### Data extracts ###

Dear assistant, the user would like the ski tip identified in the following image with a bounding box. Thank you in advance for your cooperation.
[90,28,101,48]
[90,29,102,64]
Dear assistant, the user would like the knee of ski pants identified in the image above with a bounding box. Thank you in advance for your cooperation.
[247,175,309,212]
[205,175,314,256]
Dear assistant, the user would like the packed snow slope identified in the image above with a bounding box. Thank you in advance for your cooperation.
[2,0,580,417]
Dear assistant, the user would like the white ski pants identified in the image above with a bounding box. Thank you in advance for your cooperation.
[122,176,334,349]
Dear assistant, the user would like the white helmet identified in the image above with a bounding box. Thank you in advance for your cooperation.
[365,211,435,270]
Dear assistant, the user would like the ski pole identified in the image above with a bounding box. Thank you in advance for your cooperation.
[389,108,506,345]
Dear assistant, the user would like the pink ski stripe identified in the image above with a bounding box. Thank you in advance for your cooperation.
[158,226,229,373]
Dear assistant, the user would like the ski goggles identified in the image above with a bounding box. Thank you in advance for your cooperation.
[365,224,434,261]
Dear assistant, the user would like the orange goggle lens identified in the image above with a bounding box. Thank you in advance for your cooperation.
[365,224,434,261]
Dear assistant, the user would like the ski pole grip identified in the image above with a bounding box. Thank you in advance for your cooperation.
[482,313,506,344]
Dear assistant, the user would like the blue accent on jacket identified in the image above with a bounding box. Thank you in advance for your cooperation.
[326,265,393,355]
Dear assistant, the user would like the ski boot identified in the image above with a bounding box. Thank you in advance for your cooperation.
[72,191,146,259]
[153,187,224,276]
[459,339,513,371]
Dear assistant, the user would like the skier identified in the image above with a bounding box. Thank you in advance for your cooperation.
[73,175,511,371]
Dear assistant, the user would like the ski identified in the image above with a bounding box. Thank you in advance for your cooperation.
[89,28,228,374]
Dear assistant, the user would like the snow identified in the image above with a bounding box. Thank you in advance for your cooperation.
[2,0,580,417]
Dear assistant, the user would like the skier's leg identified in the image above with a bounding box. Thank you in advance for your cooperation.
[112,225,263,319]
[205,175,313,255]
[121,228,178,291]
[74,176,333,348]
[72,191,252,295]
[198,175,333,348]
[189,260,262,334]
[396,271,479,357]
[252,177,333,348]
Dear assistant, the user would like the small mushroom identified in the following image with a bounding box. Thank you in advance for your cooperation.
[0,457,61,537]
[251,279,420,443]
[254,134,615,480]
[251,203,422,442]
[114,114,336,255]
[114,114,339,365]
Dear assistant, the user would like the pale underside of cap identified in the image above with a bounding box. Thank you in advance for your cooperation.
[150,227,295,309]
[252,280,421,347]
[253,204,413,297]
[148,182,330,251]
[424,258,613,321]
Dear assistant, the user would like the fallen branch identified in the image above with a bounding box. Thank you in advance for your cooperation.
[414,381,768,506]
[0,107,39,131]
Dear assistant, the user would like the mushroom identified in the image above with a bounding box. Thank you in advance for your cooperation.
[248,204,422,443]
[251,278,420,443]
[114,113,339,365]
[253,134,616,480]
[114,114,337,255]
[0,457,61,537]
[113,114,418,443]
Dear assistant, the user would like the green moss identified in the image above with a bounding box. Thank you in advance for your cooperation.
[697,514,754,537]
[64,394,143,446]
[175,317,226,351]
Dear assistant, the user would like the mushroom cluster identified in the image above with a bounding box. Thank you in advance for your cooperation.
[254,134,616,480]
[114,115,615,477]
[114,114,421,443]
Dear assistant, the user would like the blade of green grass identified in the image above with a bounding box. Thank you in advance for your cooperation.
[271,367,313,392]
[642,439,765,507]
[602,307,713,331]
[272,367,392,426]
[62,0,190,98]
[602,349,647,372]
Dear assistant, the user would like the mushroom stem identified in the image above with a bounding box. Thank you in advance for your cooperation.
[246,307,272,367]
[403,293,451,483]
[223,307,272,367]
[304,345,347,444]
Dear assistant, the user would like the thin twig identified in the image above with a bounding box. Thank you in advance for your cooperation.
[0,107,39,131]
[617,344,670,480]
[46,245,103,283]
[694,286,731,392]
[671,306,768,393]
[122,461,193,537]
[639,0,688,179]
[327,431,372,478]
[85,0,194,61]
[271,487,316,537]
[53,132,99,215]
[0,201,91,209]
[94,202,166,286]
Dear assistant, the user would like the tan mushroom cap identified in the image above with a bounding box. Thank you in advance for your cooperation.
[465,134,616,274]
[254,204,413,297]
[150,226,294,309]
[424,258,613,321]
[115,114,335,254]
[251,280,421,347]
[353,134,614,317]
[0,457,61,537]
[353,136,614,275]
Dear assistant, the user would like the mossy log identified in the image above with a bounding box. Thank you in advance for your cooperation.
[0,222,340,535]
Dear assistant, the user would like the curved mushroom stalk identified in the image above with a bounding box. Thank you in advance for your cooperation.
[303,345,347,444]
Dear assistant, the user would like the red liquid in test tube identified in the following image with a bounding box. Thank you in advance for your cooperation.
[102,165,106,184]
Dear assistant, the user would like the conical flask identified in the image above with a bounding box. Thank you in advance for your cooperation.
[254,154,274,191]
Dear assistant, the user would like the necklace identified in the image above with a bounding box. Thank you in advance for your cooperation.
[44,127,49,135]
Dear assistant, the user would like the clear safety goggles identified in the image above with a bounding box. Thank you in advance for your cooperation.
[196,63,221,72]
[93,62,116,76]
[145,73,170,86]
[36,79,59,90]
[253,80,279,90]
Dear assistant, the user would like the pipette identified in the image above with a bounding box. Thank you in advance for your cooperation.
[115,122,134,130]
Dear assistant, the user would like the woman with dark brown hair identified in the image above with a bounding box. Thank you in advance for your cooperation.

###

_What the exercise asks_: An accurate, complete transcription of the records above is needed.

_Task solution_:
Dear assistant, the user would like the ski tip identified in the following image with a bounding box. Thank you in advance for your cooperation.
[90,28,101,48]
[90,29,102,64]
Dear assistant, the user would like the knee of ski pants identified in the image above with a bounding box. Thank you in advance for your cooperation.
[247,175,309,212]
[205,175,314,256]
Dear assistant, the user would like the packed snow slope identified in the image above with a bounding box. Thank you in advance for your cooperation.
[2,0,580,417]
Dear assistant, the user would like the white ski pants identified in the image above with a bounding box. Thank you in advance for your cooperation.
[122,176,334,349]
Dear assistant, the user would like the white helmet identified in the image above with a bounding box. Thank you in advance for your cooperation.
[365,211,435,270]
Dear assistant, the user would like the ski pole identified in the image above with a bounding box. Thank you in advance for your cooperation.
[389,108,506,345]
Dear assistant, the user would like the pink ski stripe identified in the image above with a bounding box. Thank you in advance for your cooperation.
[158,226,229,373]
Dear assistant, the user would like the ski goggles identified in the image above with a bounding box. Thank you in advance for your cooperation.
[365,224,434,261]
Dear assistant, the user would like the orange goggle lens identified in the image above with a bounding box. Thank you in advance for your cooperation.
[365,224,434,261]
Dear assistant, the user would like the ski pole grip identified in the image above with a bounding box. Thank you in advance for your cooperation.
[482,313,506,344]
Dear assistant, the user would like the blue accent on jacket identified in the image above with a bounding box. Thank you in advance for your cooperation.
[326,265,393,355]
Dear assistant, the user would like the ski boot identified in the image above with a bounding box. Thank you in advance for your cooperation.
[72,191,146,259]
[153,187,224,276]
[459,339,513,371]
Dear assistant, the user would like the skier identified in the image above with a bounding box. Thank you in advance for your cooperation.
[73,175,511,371]
Dear assistant, the user would like the ski identified in the image above with a bounding box. Thank you in advance for your cooperation.
[89,28,228,374]
Dear assistant, the user would like the snow identified in the image above with a bounding box. Thank you in advance for your cooperation.
[2,0,580,417]
Dear assistant, the user would like the skier's leg identified in the image above with a bounding box. Thank you in advance for your cooperation.
[112,225,263,319]
[205,175,313,255]
[121,228,178,291]
[74,176,333,348]
[72,191,252,295]
[198,175,333,348]
[189,260,262,334]
[396,271,479,357]
[252,177,333,348]
Dear assistant, the user would like the small mushroom identified in the following image with a bounding box. Thank you in advance for your cooperation.
[0,457,61,537]
[251,279,420,443]
[254,134,615,480]
[251,203,422,442]
[114,114,336,255]
[114,114,339,365]
Dear assistant, the user would like the pale underside of cap identified in the image above with a bounding box. Thank you in advance for your cooperation.
[150,227,295,309]
[252,280,421,347]
[253,204,413,297]
[148,182,330,251]
[424,258,613,321]
Dear assistant, the user would like the fallen branch identified in the image above with a bounding box. Thank you in advance for your cooperation.
[414,381,768,506]
[0,107,39,131]
Dear assistant, the user would like the mushroom identified in the image above with a bounding box. Thank you in advance for your cooperation.
[248,204,422,443]
[251,278,420,443]
[114,113,339,365]
[253,134,616,480]
[114,114,337,255]
[0,457,61,537]
[113,114,418,443]
Dear assistant, the user would like the green moss identified in the image above with a bounding box. Thank you in advance for your cooperation.
[697,514,754,537]
[64,394,143,446]
[175,317,226,351]
Dear assistant, the user would like the mushroom cluster identified in the image above with a bounding box. Thank you in advance for your cooperation.
[254,134,616,480]
[114,115,615,477]
[114,114,421,443]
Dear assistant, the user would like the blade of green grass identified in the image above with a bounding box. Thank you in advance for your cooperation.
[271,367,313,392]
[642,439,765,507]
[602,307,713,331]
[272,367,392,426]
[62,0,190,98]
[602,349,647,372]
Dear assistant, the user would like the mushroom stem identified in the image above with a bounding box. Thank you in advance for your cooperation.
[246,307,272,367]
[403,293,451,483]
[223,307,272,367]
[304,345,347,444]
Dear assistant, the user would like the thin twig identified in the image above with a bounding box. Thank you in advance for your cooperation.
[0,107,39,131]
[617,344,670,480]
[46,245,103,283]
[694,286,731,392]
[671,306,768,393]
[122,461,193,537]
[639,0,688,179]
[327,431,372,478]
[85,0,194,61]
[271,487,316,537]
[53,132,99,215]
[0,201,91,209]
[94,202,166,286]
Dear assistant, the user would like the tan mushroom cap identified in the image above with a bounding box. Thank you in advance for your cooperation.
[465,134,616,274]
[254,204,413,297]
[150,226,294,309]
[424,258,613,321]
[115,114,335,254]
[251,280,421,347]
[353,134,614,317]
[0,457,61,537]
[353,136,614,275]
Dear assistant, the user would like the mossy log identified in the image above with a bounding box. Thank you in advance for your cooperation.
[0,222,340,535]
Dear assistant, the user would like the curved mushroom stalk identified in the image above with a bounding box. Thank you in advance for your cooperation.
[303,345,347,444]
Dear assistant, the user would like the red liquid in test tube identified in the following image with a bounding box. Thank you in advance for your cooperation.
[102,165,106,184]
Dear assistant, the user would like the conical flask identified in the image above with a bounding box. Thank you in advance for your cooperation.
[254,154,274,191]
Dear assistant, the user would like the necklace identified in the image above with a bounding box. Thank you in advance for your cooperation.
[44,127,49,135]
Dear assistant, the user would like the clear safety goggles identified in the image above with a bounding box. Thank you in advance for your cooperation.
[196,63,221,72]
[93,62,116,76]
[145,73,170,86]
[36,79,59,90]
[253,80,279,90]
Dear assistant, the user would like the pipette identified in the image above with a bounding box. Thank you in advance for your cooperation.
[115,122,134,130]
Dear assistant, the user would like the woman with dark brown hair identified in the image above with a bounding box. Thank you in advance for your cooperation.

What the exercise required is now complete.